- _Challenge_
Print the listing as it stands, omitting all images.
======
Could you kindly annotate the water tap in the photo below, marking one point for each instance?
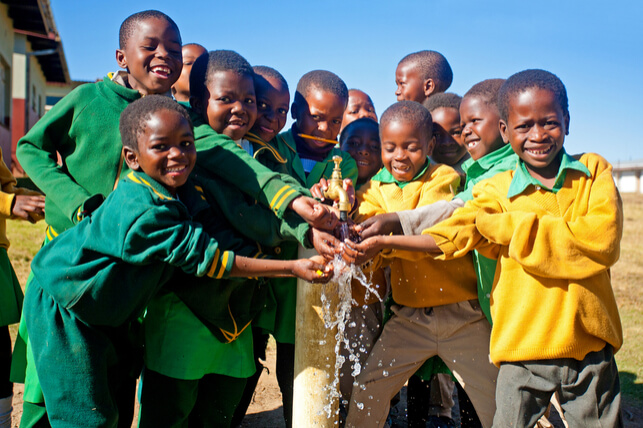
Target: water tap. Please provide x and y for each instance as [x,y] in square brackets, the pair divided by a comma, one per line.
[336,190]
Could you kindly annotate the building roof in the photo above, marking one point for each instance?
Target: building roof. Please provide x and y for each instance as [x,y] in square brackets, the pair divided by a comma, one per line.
[34,19]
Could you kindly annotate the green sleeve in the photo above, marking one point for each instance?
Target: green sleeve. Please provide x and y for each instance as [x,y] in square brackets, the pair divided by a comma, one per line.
[159,234]
[219,155]
[252,220]
[37,153]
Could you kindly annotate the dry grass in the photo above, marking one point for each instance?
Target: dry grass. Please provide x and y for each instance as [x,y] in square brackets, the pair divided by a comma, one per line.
[627,278]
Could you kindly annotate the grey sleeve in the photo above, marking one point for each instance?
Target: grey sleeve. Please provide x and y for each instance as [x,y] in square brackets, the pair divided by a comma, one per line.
[415,221]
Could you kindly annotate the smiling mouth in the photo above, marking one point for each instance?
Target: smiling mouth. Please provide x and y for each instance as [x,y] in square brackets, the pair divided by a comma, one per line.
[177,170]
[162,71]
[541,151]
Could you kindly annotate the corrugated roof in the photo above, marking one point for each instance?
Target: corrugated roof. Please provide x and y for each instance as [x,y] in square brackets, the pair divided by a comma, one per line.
[34,18]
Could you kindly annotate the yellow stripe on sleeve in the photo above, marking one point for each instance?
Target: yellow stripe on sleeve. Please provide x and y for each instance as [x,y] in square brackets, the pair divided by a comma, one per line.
[213,266]
[283,199]
[276,197]
[224,262]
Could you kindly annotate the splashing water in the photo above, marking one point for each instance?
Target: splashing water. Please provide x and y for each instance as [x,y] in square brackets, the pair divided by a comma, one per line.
[339,317]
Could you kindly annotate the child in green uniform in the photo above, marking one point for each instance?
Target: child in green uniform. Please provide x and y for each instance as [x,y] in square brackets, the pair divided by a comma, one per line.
[15,203]
[318,109]
[179,380]
[83,129]
[422,74]
[359,105]
[91,281]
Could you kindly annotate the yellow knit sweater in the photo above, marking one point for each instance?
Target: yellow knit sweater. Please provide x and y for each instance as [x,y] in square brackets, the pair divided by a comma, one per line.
[419,281]
[552,296]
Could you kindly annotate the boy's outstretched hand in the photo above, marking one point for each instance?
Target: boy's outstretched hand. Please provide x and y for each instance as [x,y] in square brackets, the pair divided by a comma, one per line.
[381,224]
[325,243]
[315,213]
[314,270]
[360,253]
[318,189]
[30,208]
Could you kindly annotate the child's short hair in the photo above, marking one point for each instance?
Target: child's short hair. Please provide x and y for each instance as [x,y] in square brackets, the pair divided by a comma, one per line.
[527,79]
[486,91]
[137,113]
[129,25]
[265,71]
[322,80]
[366,122]
[207,65]
[442,100]
[432,65]
[198,45]
[410,112]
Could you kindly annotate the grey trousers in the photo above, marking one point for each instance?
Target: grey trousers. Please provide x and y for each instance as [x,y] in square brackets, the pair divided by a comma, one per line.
[589,391]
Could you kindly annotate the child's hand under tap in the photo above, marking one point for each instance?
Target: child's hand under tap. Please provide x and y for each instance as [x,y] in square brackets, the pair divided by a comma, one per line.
[315,269]
[318,190]
[315,213]
[381,224]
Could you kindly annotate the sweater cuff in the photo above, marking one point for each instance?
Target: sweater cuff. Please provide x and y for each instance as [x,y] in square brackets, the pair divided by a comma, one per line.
[6,204]
[221,265]
[283,196]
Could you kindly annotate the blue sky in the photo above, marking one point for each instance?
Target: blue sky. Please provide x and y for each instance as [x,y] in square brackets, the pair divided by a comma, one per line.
[595,47]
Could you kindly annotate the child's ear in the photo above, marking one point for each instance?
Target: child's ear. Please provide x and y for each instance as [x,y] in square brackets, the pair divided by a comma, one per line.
[120,58]
[429,87]
[503,130]
[431,145]
[131,159]
[294,111]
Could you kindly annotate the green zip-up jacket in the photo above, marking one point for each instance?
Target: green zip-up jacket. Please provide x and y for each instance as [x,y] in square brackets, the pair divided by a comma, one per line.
[83,128]
[107,268]
[218,156]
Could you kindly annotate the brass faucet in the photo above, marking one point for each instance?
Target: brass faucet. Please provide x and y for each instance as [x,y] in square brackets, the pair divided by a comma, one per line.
[336,190]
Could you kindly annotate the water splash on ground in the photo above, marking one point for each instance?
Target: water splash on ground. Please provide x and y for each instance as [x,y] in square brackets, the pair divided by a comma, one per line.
[339,317]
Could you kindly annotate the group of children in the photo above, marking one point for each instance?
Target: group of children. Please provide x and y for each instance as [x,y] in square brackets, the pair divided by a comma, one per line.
[174,226]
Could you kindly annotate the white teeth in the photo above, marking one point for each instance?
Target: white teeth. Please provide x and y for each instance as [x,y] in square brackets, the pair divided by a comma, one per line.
[161,69]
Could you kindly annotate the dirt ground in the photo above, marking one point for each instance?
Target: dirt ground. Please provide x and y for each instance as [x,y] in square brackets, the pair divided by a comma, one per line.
[265,408]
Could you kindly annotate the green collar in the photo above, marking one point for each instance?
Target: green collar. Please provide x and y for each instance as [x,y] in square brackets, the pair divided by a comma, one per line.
[488,160]
[145,180]
[522,179]
[385,176]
======
- _Task solution_
Could you kindly annotate the water tap in the photo below, marking one point for each instance?
Target: water tap. Please provide x and y for each instance as [x,y] in square brackets, the pair divided by a comma, one per line.
[336,190]
Could you kindly annotate the building roof in the photo above, marking one point for each instance?
Target: building roof. Please provide x and y for each instance as [x,y] in square brackets, the pair divided by a comma, one per line.
[34,19]
Could you kindly annotate the green sleeve in the photo above, marking one point for each instance?
Target: green sleeve. Please provide x and y for each instance as [x,y] in square brackets, the pair divided by a comma, one per line.
[159,234]
[219,155]
[252,220]
[37,153]
Could you kindly annotate the dry grass in the photo above, marking one point for each instance?
Target: dry grass. Please provide x and y for each instance as [x,y] in square brackets, the pair divided by a comma, one per line.
[627,278]
Could you kindly annotate the grey sleeve in the photo above, marking one point for each instance?
Target: grey sleeve. Please provide x and y for each instance as [x,y] in square brackets, the pair divided by a comma, one per line.
[415,221]
Could you kindly annotate the smiling mouth in the photo above, marking one point for each instance?
Target: smiling mouth. Please provide x and y for each instance as [x,y] in square brackets, the pair divided by a comma, one per line.
[177,170]
[162,71]
[541,151]
Could you kindly annotate the corrugated roof in the photo above, marking one point for each instance?
Target: corrugated roof. Please provide x and y for each instance as [x,y] in square brackets, the pair divided by a comma, one per line.
[34,18]
Could you kindly annotate the yellow stripe on sleeve in the photo above, marking one point for each instance?
Target: yellow stripe on sleeve. Please provide x and y for each instance as [x,y] in square brackets, the pair divided by a comma, one per line.
[213,266]
[283,199]
[276,197]
[224,262]
Could you kindly annotate the splashing water in the photo above, marking one point for each instance?
Target: splashing water. Please provide x and y for each instance as [x,y] in square brackets, the pair divided by a comma, one per line.
[339,317]
Could you kindly annotate the child in green uniform in the photo above, marking one point for each instance?
Target: child in green uniform. Please provide x and y for each instance as [x,y] in square brackets, the pair divided by a comma, one per line.
[15,203]
[318,109]
[179,380]
[83,129]
[422,74]
[359,105]
[91,281]
Could you kindly annotate the yellow knit sweater in the photo above, marking one point for each instance?
Target: yellow knit sweater. Please provide x and y for each instance as [x,y] in square brackets, the pair divided by a comma, one per line.
[419,281]
[552,296]
Could you kindly annotate the boy's outstretched hand in the photo above, marking one point for each instance?
Target: boy's outstretched hand. Please provide x and y for each instance as [x,y] in square brackets, the pair divided by a comma, one per line.
[381,224]
[325,243]
[315,213]
[314,270]
[360,253]
[318,189]
[30,208]
Could you kindly annotate the child's short hair in the photo above, marking one point for each instance?
Target: child's short hair. Please provide x and y for each instance as [x,y] in square brackets, the pair divided by a comma, one per line.
[527,79]
[486,91]
[137,113]
[129,25]
[265,71]
[322,80]
[366,122]
[207,65]
[442,100]
[432,65]
[198,45]
[410,112]
Could you kindly annotate the grey trousers in the photo above, marking one point for each instance?
Target: grey trousers. Please provide x and y for each instance as [x,y] in square brackets, the pair divided by a comma, one per line.
[589,391]
Could you kindly annotate the child's hand under tap in the photo above, marking one point for each instance?
Target: child's hand under tap. Please provide x and y for each instance as [x,y] in square brackets, the pair divided by a comma, one per line.
[315,269]
[318,190]
[315,213]
[381,224]
Could you kindly annotate the sweater cuff in the photo above, marking one point for each instance?
Target: sweater cuff. Please provide x and y for each instance as [x,y] in square brackets, the pair divided by a comma, one per line.
[6,204]
[221,265]
[283,196]
Could you kindly annotate the blue sky in the photo above, marking one point for each instance?
Target: blue sky. Please provide x and y for each instance as [x,y] in square brackets, the pair divided by a comma, one per line.
[595,47]
Could you kindly annotate the child's ear in the photo above, marking one point for each instance?
Target: child's ear. Please provide x and y for each instance as [x,y] in square brackets, the pair divided by a comma, one per line.
[120,58]
[429,87]
[503,130]
[431,145]
[131,159]
[294,111]
Could you kindly annotate the green zip-up jacket in the photo above, marking one point for each instance?
Target: green zip-up jacket. Please provide x and y for each instance as [x,y] in square brackets, the pair divided by a comma, one per line.
[83,128]
[107,268]
[218,156]
Could you kindly annotate the brass faucet in the photo above, marking one point for each instance?
Target: brass faucet. Please provide x and y for each instance as [x,y] in square brackets, the pair divided by a comma, one per line.
[336,190]
Could you kindly annotate the water splash on ground in the photo above, marking one point for each instance?
Target: water splash on ground. Please provide x and y for each instance as [x,y] in square brackets, the pair divided by a comma, one per line.
[339,317]
Could you kindly annotate the group of children in the photo above, marking one point for each instance?
Target: group of children. Please provide x and y for each instance as [x,y] in square brackets, the pair divided by a comma, one per line.
[174,226]
Could you kindly annotate the white teeth in the photo above, marking one point for each instance?
Target: white teeth. Please provide x and y for each instance as [x,y] in square brackets, the pair divided by a comma, one per line.
[161,69]
Could you kindly annotate the dirt ground in the photo above, marking one point for each instance?
Target: dirt ground. Please provide x and y for each instance as [x,y] in square brackets, the pair divided by a comma, one per line.
[265,408]
Could you kindly annotate the green collar in the photo above, marking one point for each instance?
Target: green collar. Please provide x and y for each instance as [x,y] in square brackets, the pair divided by a comma, one per line.
[488,160]
[145,180]
[522,179]
[385,176]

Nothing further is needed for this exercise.